Request »
Restate, in full and including the requests, only the section of the material that opens with the line containing "Satellite imagery analysis — locate green grassy" and closes with the line containing "[0,121,374,315]", both lines included. Offset every bounding-box coordinate in the answers by adding 146 to it.

The input »
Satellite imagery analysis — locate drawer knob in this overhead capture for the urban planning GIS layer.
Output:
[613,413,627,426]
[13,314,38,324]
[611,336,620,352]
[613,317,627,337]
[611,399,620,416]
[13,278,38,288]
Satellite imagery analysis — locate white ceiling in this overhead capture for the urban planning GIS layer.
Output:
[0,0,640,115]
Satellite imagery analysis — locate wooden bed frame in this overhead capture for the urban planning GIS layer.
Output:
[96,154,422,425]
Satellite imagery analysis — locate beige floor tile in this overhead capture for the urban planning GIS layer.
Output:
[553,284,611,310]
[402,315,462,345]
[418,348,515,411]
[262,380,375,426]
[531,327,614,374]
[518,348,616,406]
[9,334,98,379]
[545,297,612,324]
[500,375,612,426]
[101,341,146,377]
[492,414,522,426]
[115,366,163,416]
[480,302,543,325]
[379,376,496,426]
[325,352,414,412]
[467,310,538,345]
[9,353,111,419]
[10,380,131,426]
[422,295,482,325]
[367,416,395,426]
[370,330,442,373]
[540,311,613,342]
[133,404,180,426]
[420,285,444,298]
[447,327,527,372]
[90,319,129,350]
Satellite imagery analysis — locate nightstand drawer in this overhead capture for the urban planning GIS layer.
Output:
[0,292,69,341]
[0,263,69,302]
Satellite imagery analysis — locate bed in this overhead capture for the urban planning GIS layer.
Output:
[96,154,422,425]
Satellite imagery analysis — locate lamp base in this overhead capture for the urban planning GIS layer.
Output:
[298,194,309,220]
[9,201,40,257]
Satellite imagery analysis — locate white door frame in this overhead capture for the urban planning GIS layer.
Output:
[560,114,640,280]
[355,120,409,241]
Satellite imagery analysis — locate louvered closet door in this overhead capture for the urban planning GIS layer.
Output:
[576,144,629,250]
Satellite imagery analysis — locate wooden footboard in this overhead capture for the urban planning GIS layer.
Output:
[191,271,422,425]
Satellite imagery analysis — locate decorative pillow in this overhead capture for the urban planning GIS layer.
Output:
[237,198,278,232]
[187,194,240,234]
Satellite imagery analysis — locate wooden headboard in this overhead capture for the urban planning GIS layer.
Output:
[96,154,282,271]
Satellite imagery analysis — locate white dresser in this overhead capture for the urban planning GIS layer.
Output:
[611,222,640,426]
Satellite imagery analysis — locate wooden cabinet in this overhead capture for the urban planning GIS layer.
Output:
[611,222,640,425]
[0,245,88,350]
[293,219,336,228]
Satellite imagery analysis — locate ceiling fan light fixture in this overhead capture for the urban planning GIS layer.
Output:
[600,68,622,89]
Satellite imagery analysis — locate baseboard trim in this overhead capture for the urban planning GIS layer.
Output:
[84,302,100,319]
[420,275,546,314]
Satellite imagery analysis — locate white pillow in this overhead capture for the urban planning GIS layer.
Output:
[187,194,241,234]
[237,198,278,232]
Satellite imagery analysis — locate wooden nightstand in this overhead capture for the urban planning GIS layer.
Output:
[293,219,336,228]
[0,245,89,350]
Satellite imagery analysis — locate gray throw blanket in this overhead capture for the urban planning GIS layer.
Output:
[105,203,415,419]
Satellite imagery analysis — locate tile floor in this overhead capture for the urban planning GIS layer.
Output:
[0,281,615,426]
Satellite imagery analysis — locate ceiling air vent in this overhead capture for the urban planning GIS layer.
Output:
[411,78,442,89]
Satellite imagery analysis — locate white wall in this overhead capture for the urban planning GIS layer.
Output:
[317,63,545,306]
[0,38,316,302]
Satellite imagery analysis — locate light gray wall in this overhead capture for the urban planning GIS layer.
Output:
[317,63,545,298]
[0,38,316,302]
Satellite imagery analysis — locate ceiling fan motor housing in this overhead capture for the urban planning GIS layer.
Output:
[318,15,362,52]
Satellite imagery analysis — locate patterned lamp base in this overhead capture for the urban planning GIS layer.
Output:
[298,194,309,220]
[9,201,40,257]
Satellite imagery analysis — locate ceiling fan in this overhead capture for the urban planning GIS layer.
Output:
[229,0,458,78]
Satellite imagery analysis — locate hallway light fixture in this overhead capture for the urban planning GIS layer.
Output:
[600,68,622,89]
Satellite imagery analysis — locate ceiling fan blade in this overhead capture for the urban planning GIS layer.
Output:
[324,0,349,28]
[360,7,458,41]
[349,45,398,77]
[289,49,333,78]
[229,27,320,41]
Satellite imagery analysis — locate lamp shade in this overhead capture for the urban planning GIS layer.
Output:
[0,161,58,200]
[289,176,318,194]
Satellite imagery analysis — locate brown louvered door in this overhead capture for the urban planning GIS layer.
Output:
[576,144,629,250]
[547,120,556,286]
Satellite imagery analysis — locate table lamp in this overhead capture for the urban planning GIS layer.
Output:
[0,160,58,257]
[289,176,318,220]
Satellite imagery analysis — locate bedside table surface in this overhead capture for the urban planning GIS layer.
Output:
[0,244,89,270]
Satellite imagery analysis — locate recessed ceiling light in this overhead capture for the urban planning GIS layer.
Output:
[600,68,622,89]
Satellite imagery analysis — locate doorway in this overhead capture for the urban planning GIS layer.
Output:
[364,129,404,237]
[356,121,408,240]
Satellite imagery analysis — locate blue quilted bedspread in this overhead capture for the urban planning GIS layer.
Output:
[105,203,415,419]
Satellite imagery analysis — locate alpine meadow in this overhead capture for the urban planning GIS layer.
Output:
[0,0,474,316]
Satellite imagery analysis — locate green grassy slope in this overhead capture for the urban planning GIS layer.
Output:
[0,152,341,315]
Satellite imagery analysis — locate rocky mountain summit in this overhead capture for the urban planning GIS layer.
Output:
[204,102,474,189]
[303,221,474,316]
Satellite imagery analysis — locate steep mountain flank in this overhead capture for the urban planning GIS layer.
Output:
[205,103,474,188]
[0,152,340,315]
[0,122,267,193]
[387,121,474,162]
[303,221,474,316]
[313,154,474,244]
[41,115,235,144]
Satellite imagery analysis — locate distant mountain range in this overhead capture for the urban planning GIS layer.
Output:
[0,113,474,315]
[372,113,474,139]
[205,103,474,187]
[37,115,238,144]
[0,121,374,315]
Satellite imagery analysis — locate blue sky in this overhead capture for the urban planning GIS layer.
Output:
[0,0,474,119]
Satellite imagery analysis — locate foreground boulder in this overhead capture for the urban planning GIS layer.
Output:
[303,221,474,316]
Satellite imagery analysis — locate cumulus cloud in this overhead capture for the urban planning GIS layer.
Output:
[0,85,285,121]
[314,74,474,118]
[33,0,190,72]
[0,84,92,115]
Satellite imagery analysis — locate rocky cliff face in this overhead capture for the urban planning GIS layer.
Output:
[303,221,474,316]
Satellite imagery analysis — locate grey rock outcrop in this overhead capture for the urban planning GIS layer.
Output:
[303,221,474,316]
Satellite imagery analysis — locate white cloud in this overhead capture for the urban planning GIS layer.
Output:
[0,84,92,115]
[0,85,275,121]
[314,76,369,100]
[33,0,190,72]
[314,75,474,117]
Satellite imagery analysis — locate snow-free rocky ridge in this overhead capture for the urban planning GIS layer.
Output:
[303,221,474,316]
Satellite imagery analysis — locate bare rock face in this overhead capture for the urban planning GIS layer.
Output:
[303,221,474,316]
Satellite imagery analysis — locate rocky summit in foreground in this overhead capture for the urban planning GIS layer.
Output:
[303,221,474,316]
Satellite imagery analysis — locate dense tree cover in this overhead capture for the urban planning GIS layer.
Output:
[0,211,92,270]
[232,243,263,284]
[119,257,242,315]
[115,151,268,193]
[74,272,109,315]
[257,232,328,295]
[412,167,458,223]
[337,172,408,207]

* * *

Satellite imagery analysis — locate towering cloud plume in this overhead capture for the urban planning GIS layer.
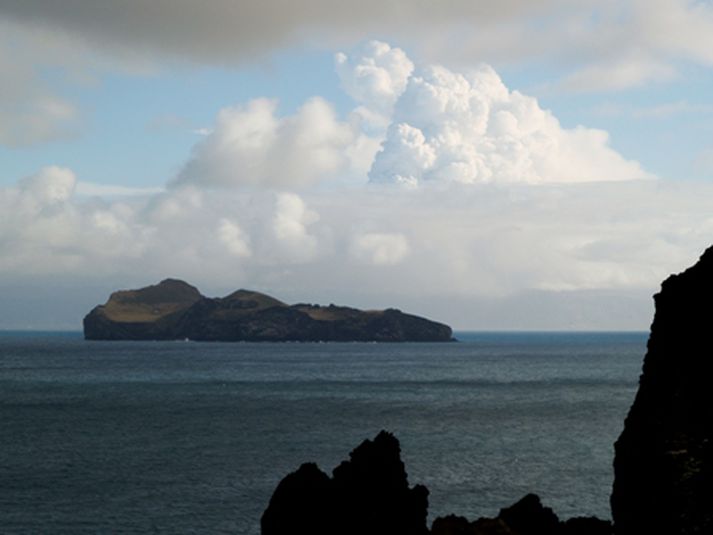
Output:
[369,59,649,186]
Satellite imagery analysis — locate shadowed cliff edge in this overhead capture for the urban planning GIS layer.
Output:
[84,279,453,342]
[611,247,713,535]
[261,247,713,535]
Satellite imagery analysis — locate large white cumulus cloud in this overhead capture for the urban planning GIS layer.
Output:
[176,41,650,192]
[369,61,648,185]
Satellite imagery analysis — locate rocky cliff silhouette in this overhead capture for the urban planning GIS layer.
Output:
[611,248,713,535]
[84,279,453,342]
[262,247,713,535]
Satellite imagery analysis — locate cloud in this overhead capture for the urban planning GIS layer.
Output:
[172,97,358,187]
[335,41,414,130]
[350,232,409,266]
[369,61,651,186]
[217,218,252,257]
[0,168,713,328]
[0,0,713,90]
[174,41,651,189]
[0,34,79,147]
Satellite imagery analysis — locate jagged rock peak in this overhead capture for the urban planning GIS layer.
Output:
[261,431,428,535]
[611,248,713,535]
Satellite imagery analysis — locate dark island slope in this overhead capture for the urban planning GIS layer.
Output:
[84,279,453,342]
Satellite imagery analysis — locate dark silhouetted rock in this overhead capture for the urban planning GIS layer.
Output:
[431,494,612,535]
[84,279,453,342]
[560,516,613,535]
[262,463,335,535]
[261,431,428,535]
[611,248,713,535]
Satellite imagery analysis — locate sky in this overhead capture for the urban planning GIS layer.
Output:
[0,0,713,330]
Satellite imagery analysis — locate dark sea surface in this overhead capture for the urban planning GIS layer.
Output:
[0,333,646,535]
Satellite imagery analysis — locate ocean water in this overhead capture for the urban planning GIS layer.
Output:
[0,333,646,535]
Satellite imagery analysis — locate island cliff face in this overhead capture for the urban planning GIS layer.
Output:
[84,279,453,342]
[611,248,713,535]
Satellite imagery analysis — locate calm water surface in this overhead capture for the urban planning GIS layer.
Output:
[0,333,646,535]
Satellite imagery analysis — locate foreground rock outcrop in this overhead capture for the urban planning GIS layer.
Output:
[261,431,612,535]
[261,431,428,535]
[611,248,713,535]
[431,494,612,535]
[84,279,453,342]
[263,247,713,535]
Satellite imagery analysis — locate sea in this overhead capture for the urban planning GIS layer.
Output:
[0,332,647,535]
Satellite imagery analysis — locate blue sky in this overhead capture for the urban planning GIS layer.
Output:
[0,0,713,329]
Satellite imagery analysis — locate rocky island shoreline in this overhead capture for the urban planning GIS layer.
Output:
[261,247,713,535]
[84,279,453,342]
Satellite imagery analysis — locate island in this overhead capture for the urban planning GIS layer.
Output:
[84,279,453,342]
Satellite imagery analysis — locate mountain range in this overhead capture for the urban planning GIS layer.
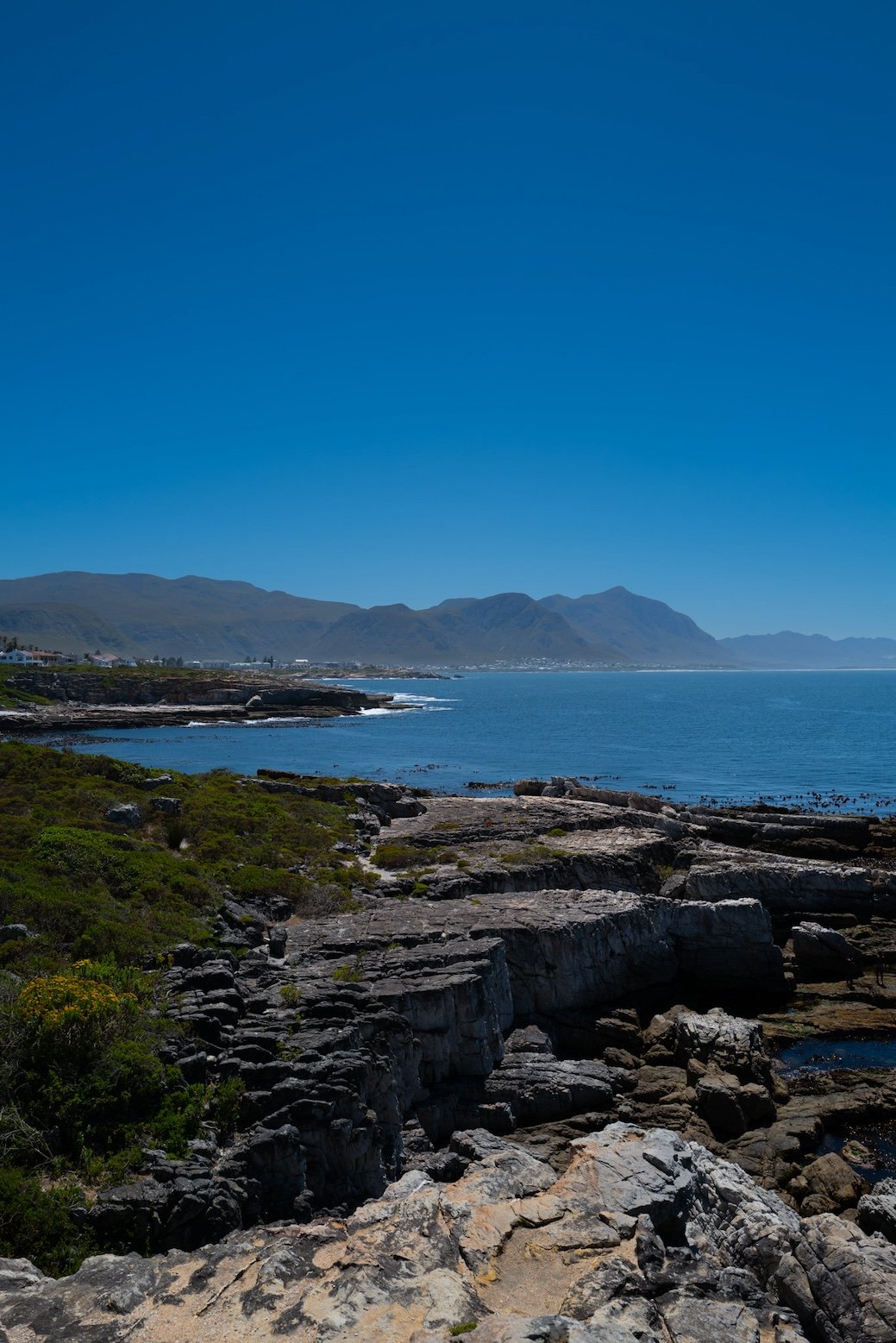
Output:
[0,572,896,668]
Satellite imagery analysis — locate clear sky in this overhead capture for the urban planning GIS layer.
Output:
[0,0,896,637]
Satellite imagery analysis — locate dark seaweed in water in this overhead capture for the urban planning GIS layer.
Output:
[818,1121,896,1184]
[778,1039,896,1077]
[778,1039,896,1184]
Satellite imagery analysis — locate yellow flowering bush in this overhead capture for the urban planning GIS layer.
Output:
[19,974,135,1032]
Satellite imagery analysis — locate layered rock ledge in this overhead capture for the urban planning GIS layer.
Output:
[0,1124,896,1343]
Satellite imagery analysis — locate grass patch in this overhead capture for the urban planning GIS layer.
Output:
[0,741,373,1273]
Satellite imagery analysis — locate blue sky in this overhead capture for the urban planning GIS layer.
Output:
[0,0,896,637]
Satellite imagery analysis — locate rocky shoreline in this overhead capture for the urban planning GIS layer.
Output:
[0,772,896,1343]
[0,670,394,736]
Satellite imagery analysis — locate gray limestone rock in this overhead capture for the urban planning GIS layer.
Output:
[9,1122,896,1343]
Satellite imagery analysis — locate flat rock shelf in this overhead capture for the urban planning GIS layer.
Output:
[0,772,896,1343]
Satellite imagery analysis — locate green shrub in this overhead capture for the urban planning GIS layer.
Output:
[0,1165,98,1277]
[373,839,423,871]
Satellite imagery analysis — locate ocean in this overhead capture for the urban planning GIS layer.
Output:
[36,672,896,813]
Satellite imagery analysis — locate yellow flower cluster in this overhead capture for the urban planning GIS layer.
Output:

--

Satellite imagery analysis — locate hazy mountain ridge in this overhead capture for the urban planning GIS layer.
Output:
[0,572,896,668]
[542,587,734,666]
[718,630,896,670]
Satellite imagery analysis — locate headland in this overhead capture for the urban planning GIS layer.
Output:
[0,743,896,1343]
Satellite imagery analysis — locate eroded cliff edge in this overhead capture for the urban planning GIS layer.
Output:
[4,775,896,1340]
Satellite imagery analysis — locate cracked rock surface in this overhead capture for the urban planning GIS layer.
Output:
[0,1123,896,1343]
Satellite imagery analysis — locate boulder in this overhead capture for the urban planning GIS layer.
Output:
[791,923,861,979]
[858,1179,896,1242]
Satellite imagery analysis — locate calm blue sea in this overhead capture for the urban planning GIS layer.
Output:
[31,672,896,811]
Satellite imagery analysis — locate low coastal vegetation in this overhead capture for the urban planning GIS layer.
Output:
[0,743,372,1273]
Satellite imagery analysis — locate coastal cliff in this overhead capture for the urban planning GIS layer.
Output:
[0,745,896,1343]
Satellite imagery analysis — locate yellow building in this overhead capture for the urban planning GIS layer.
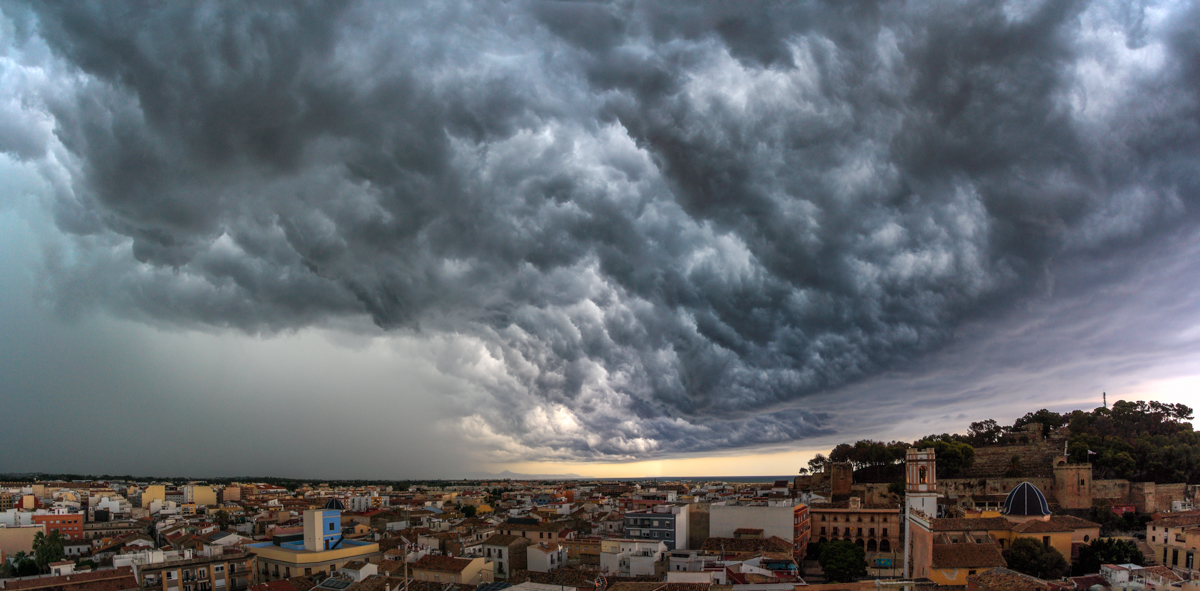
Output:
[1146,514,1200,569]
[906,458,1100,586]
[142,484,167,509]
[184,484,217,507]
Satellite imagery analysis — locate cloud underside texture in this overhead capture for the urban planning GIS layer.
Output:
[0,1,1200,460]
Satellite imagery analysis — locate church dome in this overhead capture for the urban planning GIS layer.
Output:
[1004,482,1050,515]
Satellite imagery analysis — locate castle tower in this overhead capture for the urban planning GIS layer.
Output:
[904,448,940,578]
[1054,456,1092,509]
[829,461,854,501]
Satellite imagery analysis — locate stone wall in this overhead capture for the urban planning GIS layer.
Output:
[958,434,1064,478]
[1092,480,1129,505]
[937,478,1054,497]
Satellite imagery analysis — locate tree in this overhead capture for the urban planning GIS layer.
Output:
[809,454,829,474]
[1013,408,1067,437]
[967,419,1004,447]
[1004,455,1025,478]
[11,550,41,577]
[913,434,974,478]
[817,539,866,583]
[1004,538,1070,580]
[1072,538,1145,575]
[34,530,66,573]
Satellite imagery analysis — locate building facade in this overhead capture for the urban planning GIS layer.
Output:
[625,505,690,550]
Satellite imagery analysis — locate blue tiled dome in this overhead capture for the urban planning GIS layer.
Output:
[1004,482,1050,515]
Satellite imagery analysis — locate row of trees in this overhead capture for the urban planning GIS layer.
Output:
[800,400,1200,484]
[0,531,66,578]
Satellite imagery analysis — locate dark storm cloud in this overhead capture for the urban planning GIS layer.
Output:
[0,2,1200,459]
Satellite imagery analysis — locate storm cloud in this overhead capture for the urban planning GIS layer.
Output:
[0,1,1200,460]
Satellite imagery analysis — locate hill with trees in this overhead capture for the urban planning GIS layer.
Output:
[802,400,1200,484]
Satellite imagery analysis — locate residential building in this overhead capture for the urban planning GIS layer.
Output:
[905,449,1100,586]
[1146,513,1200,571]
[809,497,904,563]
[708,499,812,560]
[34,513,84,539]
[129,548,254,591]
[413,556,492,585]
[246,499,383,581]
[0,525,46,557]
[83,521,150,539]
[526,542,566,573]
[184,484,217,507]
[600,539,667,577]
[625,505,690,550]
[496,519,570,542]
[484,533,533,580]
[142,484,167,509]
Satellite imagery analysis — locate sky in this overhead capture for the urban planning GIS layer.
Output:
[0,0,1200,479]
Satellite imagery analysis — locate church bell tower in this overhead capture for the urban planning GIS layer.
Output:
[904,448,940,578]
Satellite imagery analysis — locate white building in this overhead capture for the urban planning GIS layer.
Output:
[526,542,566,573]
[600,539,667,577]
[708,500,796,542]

Worked solution »
Satellite imagery analysis — locate green grassy slope in this overhead capture for the urban planning GIS layer.
Output:
[146,298,487,461]
Satellite imagery analysis — locate rocky mountain summit in this overhead capture for the urban planning GIS layer.
Output:
[350,248,620,335]
[449,367,620,462]
Satellite imagery analysis — locate steep mountain flank in this overhead capture for the urban planning GIS layer.
Output:
[351,249,620,334]
[146,298,486,461]
[146,268,413,339]
[533,267,620,308]
[449,367,620,462]
[459,300,620,390]
[187,261,381,290]
Satellite imagery analysis — locate distant mountain range in this overhead capture for the urban planning GIS layer.
Output:
[146,259,620,461]
[518,259,620,285]
[351,249,620,333]
[183,261,384,290]
[146,267,520,461]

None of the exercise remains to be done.